TASK DESCRIPTION: Count the lines in the items below that contain the string "waterfall", treating case as significant. Give only the number.

LISTED ENTRIES:
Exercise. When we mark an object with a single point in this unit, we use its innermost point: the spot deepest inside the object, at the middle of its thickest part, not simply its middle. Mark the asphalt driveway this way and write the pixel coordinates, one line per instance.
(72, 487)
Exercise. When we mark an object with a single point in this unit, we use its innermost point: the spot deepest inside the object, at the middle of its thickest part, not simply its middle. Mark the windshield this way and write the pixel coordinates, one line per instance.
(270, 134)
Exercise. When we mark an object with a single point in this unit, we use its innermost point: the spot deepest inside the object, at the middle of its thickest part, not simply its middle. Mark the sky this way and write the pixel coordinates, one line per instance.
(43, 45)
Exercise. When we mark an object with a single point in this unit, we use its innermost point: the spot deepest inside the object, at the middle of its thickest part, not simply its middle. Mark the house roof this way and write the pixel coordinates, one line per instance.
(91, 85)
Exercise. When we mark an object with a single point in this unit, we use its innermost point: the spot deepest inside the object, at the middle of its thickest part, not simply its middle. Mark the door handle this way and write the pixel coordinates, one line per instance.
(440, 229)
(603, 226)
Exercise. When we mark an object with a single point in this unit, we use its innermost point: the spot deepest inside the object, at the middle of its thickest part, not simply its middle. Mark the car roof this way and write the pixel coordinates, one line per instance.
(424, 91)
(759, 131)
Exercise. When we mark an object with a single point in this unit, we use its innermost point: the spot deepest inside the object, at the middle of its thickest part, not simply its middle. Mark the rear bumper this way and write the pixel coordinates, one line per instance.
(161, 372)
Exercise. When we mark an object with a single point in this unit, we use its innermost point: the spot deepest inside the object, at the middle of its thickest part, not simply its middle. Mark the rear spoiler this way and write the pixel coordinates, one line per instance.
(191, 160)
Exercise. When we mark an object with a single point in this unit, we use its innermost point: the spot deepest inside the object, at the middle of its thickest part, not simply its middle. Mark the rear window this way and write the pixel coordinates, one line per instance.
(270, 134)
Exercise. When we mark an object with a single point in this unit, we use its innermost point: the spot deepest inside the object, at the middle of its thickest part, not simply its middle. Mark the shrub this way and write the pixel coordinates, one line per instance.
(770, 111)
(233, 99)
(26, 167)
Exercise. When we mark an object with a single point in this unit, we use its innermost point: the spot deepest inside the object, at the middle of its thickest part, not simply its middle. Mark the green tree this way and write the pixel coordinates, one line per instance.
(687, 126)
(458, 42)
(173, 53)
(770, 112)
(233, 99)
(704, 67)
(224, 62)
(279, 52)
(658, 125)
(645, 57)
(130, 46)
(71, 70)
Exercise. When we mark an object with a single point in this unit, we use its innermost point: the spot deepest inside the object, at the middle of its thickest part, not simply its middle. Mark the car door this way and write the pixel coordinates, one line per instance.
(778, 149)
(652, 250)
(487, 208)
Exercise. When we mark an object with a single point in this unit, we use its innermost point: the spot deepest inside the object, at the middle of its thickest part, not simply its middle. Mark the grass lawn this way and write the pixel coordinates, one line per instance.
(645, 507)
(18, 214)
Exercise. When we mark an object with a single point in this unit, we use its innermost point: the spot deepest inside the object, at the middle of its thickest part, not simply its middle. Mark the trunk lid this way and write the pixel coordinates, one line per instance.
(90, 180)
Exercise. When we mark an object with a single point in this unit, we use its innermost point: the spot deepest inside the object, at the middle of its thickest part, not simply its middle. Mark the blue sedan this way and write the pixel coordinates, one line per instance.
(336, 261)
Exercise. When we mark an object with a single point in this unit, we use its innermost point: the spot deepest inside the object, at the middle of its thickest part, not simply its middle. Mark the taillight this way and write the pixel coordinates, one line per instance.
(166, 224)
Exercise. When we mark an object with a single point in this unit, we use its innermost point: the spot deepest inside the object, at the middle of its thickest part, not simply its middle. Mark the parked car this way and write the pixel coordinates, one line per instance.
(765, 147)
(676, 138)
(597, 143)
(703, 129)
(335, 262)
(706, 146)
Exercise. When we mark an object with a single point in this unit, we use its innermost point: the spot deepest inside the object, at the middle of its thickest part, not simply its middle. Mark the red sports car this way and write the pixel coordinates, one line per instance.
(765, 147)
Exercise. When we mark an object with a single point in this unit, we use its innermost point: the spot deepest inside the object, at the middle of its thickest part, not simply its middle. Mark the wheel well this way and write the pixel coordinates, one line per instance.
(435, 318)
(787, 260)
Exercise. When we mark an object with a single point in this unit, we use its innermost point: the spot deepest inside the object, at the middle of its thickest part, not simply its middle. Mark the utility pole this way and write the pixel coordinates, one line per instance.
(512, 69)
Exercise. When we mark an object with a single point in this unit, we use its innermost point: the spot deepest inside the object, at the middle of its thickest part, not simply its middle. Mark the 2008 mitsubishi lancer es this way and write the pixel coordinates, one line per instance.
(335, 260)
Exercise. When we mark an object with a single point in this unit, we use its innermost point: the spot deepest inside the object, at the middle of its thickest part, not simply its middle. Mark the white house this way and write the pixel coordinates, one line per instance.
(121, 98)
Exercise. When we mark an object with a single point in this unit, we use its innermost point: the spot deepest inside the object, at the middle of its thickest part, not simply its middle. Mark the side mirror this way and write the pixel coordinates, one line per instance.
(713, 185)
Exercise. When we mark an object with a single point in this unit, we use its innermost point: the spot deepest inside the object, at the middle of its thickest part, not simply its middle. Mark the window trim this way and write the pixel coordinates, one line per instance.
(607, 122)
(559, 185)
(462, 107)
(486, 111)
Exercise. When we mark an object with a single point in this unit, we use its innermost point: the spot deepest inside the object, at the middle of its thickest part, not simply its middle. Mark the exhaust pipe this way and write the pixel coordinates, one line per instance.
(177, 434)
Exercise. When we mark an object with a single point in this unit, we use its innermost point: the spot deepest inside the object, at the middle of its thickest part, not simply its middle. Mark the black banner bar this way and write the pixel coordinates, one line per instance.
--
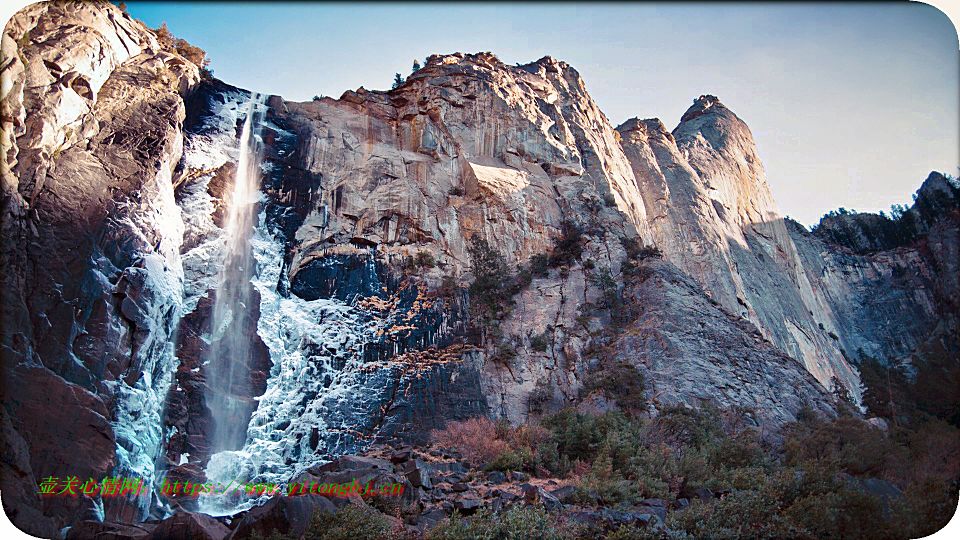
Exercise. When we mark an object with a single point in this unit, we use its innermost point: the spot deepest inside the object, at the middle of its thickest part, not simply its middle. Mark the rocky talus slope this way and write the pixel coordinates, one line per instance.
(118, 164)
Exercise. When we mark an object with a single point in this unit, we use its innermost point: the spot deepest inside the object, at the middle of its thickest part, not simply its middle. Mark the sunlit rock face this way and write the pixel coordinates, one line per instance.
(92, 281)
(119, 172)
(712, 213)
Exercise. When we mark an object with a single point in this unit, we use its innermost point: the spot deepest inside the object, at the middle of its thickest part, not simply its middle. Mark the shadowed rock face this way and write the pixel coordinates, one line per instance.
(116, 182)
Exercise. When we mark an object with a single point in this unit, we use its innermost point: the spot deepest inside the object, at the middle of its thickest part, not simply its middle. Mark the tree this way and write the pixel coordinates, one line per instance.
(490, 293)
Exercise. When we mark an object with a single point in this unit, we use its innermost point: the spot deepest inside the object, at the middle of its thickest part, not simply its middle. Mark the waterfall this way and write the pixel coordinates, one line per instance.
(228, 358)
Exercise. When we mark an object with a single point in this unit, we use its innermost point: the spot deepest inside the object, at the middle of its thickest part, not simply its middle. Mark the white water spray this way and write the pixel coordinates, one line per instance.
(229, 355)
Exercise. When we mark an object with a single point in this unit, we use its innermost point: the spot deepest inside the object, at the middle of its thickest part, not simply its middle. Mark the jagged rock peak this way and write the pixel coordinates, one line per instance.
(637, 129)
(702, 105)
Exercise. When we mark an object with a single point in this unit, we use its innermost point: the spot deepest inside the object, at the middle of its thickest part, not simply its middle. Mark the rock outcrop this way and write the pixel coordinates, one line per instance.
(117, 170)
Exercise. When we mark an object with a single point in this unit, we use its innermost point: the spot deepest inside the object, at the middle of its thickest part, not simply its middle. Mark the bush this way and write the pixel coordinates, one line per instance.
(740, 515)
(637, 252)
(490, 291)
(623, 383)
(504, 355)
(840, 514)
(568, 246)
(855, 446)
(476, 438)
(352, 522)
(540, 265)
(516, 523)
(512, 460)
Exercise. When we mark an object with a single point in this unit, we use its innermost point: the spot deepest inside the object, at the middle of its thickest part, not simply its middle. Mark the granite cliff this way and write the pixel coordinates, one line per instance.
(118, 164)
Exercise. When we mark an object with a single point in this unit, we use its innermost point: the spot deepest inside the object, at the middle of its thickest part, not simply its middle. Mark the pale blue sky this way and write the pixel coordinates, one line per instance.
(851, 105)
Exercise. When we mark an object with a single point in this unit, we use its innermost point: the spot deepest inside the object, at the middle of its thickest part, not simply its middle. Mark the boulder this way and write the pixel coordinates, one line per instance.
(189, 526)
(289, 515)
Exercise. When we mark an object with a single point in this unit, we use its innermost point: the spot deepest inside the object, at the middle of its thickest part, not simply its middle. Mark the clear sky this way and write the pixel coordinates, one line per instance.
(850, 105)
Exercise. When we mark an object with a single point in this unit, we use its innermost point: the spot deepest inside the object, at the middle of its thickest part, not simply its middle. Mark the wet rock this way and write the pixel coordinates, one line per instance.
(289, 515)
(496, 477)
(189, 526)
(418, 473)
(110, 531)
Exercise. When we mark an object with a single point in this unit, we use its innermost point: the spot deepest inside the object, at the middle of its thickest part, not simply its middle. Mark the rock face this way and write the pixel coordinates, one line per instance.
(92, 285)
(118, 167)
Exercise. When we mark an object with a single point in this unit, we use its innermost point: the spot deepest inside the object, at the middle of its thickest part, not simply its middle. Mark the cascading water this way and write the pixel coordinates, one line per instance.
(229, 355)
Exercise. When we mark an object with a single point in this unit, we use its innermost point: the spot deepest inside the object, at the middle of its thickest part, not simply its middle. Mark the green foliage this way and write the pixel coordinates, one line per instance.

SOLVED EXERCISE: 1